Word for word, transcribe all the entries shown below.

-=-=-

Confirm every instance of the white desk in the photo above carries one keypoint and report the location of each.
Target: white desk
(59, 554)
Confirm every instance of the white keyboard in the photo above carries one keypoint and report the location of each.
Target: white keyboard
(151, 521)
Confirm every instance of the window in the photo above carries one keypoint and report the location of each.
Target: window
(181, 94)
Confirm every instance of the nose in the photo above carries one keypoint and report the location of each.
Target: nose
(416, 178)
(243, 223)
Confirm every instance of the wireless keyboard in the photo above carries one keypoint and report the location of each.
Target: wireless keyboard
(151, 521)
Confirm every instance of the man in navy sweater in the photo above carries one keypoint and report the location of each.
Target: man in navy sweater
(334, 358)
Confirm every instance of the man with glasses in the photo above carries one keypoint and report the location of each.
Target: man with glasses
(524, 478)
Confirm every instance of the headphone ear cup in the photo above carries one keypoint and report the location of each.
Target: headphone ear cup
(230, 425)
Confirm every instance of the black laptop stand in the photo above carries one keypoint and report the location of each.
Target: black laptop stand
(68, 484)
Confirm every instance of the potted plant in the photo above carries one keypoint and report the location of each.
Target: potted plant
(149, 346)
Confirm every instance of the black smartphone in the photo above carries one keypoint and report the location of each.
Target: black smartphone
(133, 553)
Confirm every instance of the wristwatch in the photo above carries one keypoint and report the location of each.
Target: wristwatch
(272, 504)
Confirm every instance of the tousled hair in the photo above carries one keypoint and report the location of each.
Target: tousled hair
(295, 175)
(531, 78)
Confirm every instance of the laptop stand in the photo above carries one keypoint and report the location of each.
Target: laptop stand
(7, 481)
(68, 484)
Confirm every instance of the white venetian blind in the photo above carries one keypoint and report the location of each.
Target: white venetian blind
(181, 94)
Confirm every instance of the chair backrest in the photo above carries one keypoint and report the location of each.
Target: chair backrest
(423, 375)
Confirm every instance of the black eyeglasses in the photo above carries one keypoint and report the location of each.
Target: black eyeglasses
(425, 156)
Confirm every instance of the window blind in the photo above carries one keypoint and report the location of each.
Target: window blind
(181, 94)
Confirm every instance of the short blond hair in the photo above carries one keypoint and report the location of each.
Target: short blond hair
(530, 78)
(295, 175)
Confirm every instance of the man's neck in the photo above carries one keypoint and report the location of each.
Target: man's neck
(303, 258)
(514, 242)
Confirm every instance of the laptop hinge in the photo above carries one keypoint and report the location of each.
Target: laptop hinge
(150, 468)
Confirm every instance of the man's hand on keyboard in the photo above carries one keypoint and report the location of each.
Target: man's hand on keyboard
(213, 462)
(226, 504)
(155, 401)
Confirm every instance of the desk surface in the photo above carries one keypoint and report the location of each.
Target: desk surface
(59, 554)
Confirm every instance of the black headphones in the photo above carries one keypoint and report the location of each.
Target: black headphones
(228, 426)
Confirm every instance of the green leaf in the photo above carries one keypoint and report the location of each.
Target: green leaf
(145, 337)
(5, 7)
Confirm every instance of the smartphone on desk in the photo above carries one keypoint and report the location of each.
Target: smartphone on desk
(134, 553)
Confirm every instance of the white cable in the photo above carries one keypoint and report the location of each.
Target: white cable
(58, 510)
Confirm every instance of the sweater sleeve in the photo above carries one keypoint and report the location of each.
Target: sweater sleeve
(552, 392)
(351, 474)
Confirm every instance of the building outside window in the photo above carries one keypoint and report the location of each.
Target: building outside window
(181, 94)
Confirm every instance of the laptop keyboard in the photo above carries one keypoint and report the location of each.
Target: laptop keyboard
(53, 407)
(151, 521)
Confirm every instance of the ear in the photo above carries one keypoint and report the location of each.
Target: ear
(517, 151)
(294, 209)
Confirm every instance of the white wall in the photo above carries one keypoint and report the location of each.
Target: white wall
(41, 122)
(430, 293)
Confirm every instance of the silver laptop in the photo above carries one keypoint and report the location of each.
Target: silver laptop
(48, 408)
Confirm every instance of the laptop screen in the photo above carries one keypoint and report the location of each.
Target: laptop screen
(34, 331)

-=-=-

Solution for this problem:
Confirm every instance of the white desk in the photo above carries one keypoint and report the location of each.
Target: white desk
(59, 554)
Confirm every instance of the white keyboard in the photo above carries one keypoint and report the location of each.
Target: white keyboard
(151, 521)
Confirm every instance of the window in the photo above carries one keypoint and report the location of each.
Target: window
(181, 94)
Confirm every instance of the nose in the photo above carries one keypoint and report the location of each.
Target: nose
(416, 178)
(243, 223)
Confirm every instance of the wireless keyboard in the photo above carries one keypoint and report the location of each.
Target: wireless keyboard
(151, 521)
Confirm every instance of the man in navy sweater in the photo above carries one keypoint and report the location of each.
Target: man in navy sweater
(334, 358)
Confirm every instance of the man with glasses in the photo above carries one keypoint and report the location of each.
Target: man with glasses
(524, 478)
Confirm every instance of the headphone ear cup in the photo above carries one keypoint and report the location of each.
Target: headphone ear cup
(230, 425)
Confirm every instance of the black laptop stand in the photo above carries one keypoint and report the location of each.
Target: black laptop stand
(68, 484)
Confirm every instance of the potted plant in the photo above carries one keypoint and report the location of each.
Target: potted plant
(149, 346)
Confirm every instance of the black smartphone in the photo above carries one keypoint and report the location of each.
Target: black smartphone
(133, 553)
Confirm every instance of the wristwatch in the photo above carries one keypoint and report the location of each.
Target: wristwatch
(272, 504)
Confirm every instance of the tousled hair in the photo above carries one keypoint and report the location of each.
Target: tousled hair
(295, 175)
(531, 78)
Confirm every instance of the laptop stand in the photo above carries one keypoint and report the location of each.
Target: laptop stand
(7, 481)
(68, 484)
Confirm every instance of the white venetian blind in the photo above carries one keypoint and report the location of each.
Target: white venetian blind
(181, 94)
Confirm every instance of the chair backrest in the photo above carries one keypoint and report the location of each.
Target: chair backrest
(423, 375)
Confirm every instance of the black eyeglasses in the photo above carries one keypoint and report the location of each.
Target: black eyeglasses
(425, 156)
Confirm every instance of the window blind in the photo above carries one keypoint and report the location of each.
Target: window blind
(181, 94)
Confirm every instance of the short blond hair in the photo above carries one keypoint and report the location of each.
Target: short blond hair
(530, 78)
(295, 175)
Confirm every instance of the man's neck in the photo above carries one keypoint and report the location of each.
Target: man's neck
(303, 258)
(514, 242)
Confirm every instance of the laptop hinge in the photo above carries one keypoint and report the location of each.
Target: laptop hinge
(150, 468)
Confirm every instance of the man's hand on keyboard in the photo above carries one keypoint and report the location of each.
Target: man's hand on keyboard
(213, 462)
(226, 504)
(155, 401)
Confirm every instance of the desk surface in the photo above carries one keypoint and report the location of each.
Target: desk surface
(59, 554)
Confirm every instance of the black headphones in the photo above carries one keypoint and report the location of each.
Target: black headphones
(228, 426)
Confirm every instance of the green leaf in the photo above carries one keypoint and report the location of each.
Target: green leaf
(145, 337)
(5, 7)
Confirm every instance of the smartphone on desk in the photo above carries one keypoint and report the location of each.
Target: smartphone on desk
(134, 553)
Confirm every instance of the white cable in the photo above carries one keypoint and report the location of each.
Target: white cable
(58, 510)
Confirm every instance of the sweater sleeve in the photo above carries one keypoint and report the location of each.
Target: sweater sleeve
(552, 392)
(351, 474)
Confirm every instance of the building outside window in the photo above carries one keypoint and report the location of each.
Target: building outside window
(181, 94)
Confirm every instance of the laptop keyboard in the photo above carries one keypoint and report the location of each.
Target: laptop keyboard
(53, 407)
(151, 521)
Confirm every instance of the ear in the photo above carries one keypoint and report the location of each.
Target: ear
(517, 151)
(294, 209)
Confirm every instance of the white wall in the photo above carries one keypoint and report the location of each.
Target: white wall
(41, 122)
(430, 293)
Confirm every instance of the silver laptop in the photo above carries one keypoint and report the location of each.
Target: silver laptop
(48, 408)
Confirm every instance of the laptop screen in the photo above carries one keypoint and report the location of each.
Target: laptop screen
(34, 331)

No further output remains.